— begin —

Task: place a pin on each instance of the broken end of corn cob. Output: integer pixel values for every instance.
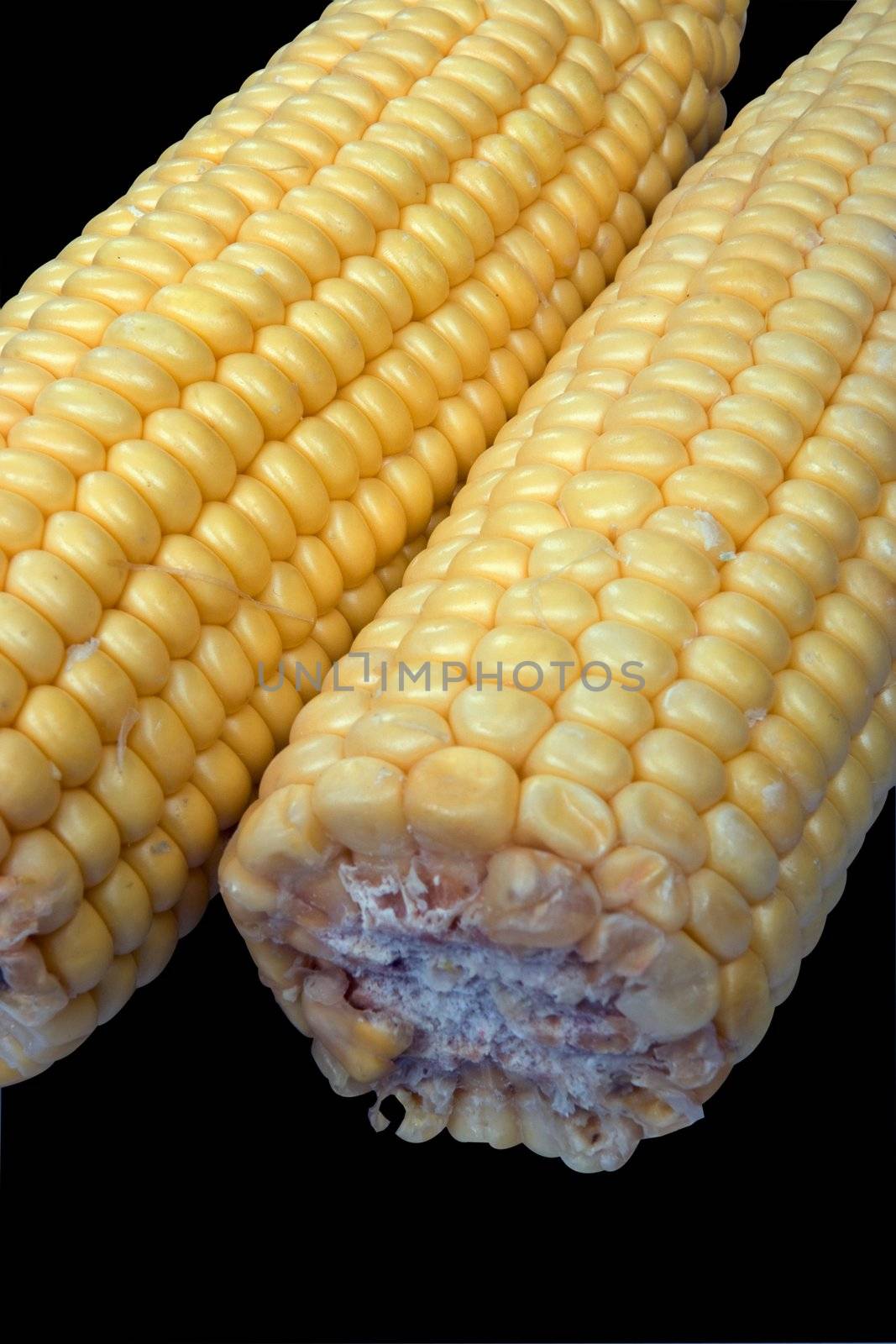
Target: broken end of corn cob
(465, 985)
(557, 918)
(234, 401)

— end —
— begin —

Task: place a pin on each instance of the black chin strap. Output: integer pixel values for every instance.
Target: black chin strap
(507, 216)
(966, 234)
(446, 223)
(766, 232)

— end —
— begin —

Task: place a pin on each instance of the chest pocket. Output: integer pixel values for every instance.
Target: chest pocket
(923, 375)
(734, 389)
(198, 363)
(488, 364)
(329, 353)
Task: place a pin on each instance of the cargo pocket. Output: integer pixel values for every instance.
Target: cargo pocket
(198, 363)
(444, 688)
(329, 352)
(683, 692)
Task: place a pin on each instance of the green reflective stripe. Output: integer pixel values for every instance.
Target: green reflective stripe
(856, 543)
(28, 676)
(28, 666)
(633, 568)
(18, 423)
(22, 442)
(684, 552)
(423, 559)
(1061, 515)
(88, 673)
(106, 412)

— end —

[What is asked]:
Can you find every line in the data above that contains the string "stripe" and copy each one in full?

[Output for this exercise]:
Task: place a pin on each instance of the green reflective stripe. Output: integer pixel values for every instance.
Target: green reflective stripe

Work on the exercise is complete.